## PROMPT
Copy out the data exactly, leaving the pictures behind.

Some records

- - - -

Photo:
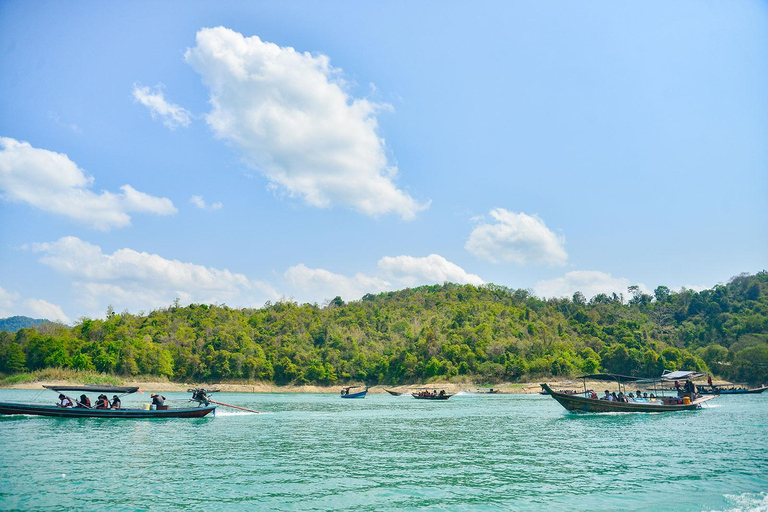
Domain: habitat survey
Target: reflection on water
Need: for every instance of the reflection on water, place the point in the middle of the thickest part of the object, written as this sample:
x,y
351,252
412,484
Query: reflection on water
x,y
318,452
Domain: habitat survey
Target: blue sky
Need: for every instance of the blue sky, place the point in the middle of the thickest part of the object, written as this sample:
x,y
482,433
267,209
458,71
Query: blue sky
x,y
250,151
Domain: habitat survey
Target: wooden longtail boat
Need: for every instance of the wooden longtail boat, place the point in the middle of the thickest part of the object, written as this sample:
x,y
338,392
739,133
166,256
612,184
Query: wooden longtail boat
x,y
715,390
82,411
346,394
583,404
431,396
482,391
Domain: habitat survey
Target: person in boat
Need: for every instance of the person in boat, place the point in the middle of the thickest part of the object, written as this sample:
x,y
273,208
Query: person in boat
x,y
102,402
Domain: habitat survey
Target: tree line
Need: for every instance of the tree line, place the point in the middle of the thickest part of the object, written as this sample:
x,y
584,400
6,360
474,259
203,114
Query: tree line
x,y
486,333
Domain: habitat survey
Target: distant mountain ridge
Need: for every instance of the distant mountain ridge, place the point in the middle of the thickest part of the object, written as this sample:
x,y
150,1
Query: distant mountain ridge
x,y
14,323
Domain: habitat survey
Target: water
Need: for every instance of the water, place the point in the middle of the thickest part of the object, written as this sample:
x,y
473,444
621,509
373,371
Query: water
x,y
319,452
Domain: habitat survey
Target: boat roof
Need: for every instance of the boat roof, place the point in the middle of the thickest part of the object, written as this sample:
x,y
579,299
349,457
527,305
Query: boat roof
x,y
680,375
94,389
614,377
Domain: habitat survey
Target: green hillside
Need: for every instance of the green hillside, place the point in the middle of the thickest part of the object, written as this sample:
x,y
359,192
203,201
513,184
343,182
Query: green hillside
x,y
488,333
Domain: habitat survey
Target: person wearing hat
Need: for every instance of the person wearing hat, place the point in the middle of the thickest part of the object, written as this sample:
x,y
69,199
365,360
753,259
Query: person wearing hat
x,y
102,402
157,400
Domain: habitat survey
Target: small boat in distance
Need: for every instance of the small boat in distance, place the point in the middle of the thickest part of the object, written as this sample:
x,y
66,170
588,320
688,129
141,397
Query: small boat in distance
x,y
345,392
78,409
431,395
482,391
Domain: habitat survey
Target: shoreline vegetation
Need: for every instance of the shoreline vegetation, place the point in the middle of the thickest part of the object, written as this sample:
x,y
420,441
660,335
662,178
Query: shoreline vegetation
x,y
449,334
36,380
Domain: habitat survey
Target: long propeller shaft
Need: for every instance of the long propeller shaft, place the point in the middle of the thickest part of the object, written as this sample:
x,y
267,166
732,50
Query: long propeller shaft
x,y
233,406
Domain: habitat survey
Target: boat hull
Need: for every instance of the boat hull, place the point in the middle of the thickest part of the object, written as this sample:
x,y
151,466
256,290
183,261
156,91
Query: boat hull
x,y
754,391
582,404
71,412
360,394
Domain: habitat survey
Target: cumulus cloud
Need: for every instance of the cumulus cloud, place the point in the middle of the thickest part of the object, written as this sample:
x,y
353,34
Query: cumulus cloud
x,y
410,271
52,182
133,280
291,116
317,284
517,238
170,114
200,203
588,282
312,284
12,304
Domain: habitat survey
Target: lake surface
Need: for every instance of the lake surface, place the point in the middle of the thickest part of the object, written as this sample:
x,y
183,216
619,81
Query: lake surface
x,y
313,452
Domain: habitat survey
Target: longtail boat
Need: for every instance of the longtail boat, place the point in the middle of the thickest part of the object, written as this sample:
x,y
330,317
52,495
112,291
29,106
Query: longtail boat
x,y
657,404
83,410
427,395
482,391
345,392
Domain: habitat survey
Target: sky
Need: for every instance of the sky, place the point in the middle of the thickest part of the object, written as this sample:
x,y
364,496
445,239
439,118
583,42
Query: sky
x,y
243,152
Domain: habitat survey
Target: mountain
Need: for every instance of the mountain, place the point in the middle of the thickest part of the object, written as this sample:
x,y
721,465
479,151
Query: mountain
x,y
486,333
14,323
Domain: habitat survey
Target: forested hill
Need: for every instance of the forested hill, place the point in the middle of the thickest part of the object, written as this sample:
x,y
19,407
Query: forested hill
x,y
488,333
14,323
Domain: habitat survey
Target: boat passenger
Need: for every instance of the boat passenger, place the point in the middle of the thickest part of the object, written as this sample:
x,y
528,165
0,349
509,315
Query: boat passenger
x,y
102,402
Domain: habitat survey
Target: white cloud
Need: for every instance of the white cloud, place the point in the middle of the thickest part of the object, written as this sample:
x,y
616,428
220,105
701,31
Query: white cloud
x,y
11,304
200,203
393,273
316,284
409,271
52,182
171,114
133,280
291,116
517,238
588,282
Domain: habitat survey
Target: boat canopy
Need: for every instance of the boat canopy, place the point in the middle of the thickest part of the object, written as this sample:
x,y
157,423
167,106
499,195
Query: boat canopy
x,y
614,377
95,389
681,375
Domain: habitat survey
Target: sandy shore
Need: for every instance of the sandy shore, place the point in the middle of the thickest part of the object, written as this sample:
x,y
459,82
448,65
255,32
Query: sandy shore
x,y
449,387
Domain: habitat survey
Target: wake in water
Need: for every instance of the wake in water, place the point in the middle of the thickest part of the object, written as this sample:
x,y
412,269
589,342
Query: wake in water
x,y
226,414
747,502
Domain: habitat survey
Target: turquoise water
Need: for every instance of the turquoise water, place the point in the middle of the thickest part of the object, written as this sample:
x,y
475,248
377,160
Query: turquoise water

- - - -

## RESPONSE
Photo:
Domain: habitat survey
Target: reflection on water
Need: for every instance of the reflection on water, place the point in the middle of the thickest part of the object, written as this sample:
x,y
351,252
412,484
Query: reflection on water
x,y
318,452
Domain: habitat survey
Target: blue sky
Need: for every instance of the blue sky, place the point in the middle of the thickest part of the object, written as this sample:
x,y
482,433
267,209
458,71
Query: blue sky
x,y
250,151
Domain: habitat survey
Target: wooden longtail boat
Need: for every instance of the wooden longtail boat, place the point in the middle of the thickest part of the object, written as this sample:
x,y
338,392
739,133
166,256
612,184
Query: wooden longtail boat
x,y
715,390
82,411
346,394
583,404
431,396
482,391
Domain: habitat survey
Target: person in boat
Need: for every instance of the person in boat, place the point in the middle of the thickest part of the object, written as this sample:
x,y
273,208
Query: person in boat
x,y
102,402
Domain: habitat survey
Target: tree line
Need: for every instance of the tree line, place the point in the middle of the thickest part of the object, written as this sample:
x,y
584,400
6,360
474,259
203,114
Query: tree line
x,y
486,333
Domain: habitat survey
Target: distant mountain ridge
Need: for every instance of the distant mountain ridge, place the point in the middle of the thickest part of the object, written as this sample:
x,y
150,1
Query: distant mountain ridge
x,y
14,323
Domain: habitat survey
Target: water
Need: for every instance of the water, place the point in the middle of the thickest part of the object, written as this sample:
x,y
473,444
621,509
373,371
Query: water
x,y
319,452
Domain: habitat survey
Target: boat roof
Need: for every instance of the boat roof, place the point in the middle of the thickest part of the object, written as this sample:
x,y
579,299
349,457
527,305
Query: boat roof
x,y
680,375
94,389
614,377
Domain: habitat survey
Target: green hillside
Need: for every instance of the green hillside, place the point in the middle of the thickest part of the object, written as this sample:
x,y
359,192
203,201
513,184
343,182
Query: green hillside
x,y
488,333
Domain: habitat survey
Target: person wearing hat
Need: for every instance of the person wearing hat, place the point in the middle of the thickest part of the object, written as this sample:
x,y
69,199
365,360
753,259
Query: person wearing hat
x,y
102,402
157,400
Domain: habitat survey
Target: small boat in distance
Need: for every instance of the small boat in distance, place the point in the middle of the thickest part of the object, written as this sample:
x,y
66,170
588,320
688,129
141,397
Query: small boat in distance
x,y
345,392
78,409
431,395
482,391
Domain: habitat survey
Target: shoreline vegetation
Need: for every instance of the shoreline vegetation, place the point in the middle of the thickest part of the object, written as this sample:
x,y
420,441
660,335
662,178
Query: shoreline vegetation
x,y
449,334
36,380
Domain: habitat survey
Target: long propeller shaft
Need: for every instance of the long propeller shaft, place the point in the middle of the thickest part of the object, written as this sample:
x,y
267,166
732,50
Query: long propeller shaft
x,y
233,406
Domain: habitat survey
Target: boat hull
Need: for every instance of the boat hull, place the point in the middle of the thickest part of the object, written as this sample:
x,y
151,466
256,290
183,261
156,91
Query: boat hull
x,y
754,391
582,404
71,412
360,394
Domain: habitat survey
Target: cumulus cloud
Need: for every instance of the cumulus cloud, place the point in the middle of the thickest part of the object, written as this sample:
x,y
353,34
Query: cumulus cloud
x,y
410,271
52,182
133,280
291,116
317,284
517,238
170,114
200,203
588,282
312,284
12,304
Domain: habitat survey
Target: lake surface
Need: for every instance of the lake surface, place the point in the middle of the thickest part of the object, written as this sample:
x,y
183,216
619,81
Query: lake surface
x,y
313,452
Domain: habitat survey
Target: longtail boat
Need: for every instance of the longtail boat, place the point in the middle of the thickest part of the object, written as this sample:
x,y
330,317
52,495
112,291
29,106
Query: longtail boat
x,y
657,404
83,410
427,395
482,391
345,392
Domain: habitat survey
Target: sky
Need: for every instance of the sky, place the point in the middle of the thickest part of the object, written as this sample:
x,y
364,496
445,239
439,118
583,42
Query: sky
x,y
243,152
Domain: habitat survey
Target: mountain
Need: for every instance of the mountain, place the point in the middle of the thickest part of the object, written as this sample:
x,y
721,465
479,151
Query: mountain
x,y
486,333
14,323
Domain: habitat survey
Target: forested hill
Need: for every instance of the forested hill, place the point in the middle of the thickest part of the object, written as this sample:
x,y
19,407
Query: forested hill
x,y
488,333
14,323
Domain: habitat survey
Target: boat passenger
Need: for every instance of the boat passenger, place the point in the middle of the thickest part of the object, written as this sample:
x,y
528,165
0,349
509,315
Query: boat passenger
x,y
102,402
Domain: habitat survey
Target: white cloud
Need: for every instance of the white cloud, place the point in the middle of the thickest part of the object, written as this sample:
x,y
616,428
220,105
701,31
Query: white cloud
x,y
11,304
200,203
393,273
316,284
409,271
52,182
171,114
133,280
291,116
517,238
588,282
Domain: habitat survey
Target: boat canopy
Need: for every instance of the boat canopy, place the point in the middle of the thickest part of the object, written as this sample:
x,y
157,423
167,106
499,195
Query: boat canopy
x,y
614,377
95,389
681,375
Domain: habitat survey
Target: sandy shore
Need: for every instance of the sandy shore, place the point in the middle of the thickest part of the object, written as this sample:
x,y
459,82
448,65
255,32
Query: sandy shore
x,y
449,387
Domain: habitat survey
Target: wake in water
Need: for every instance of the wake in water, place the point in the middle of the thickest part of the object, written as this sample:
x,y
412,269
589,342
Query: wake in water
x,y
226,414
747,502
Domain: habitat survey
Target: turquoise water
Need: for every instance of the turquoise water, place the point in the middle of the thickest part of the object, written as this sample:
x,y
475,248
377,160
Query: turquoise water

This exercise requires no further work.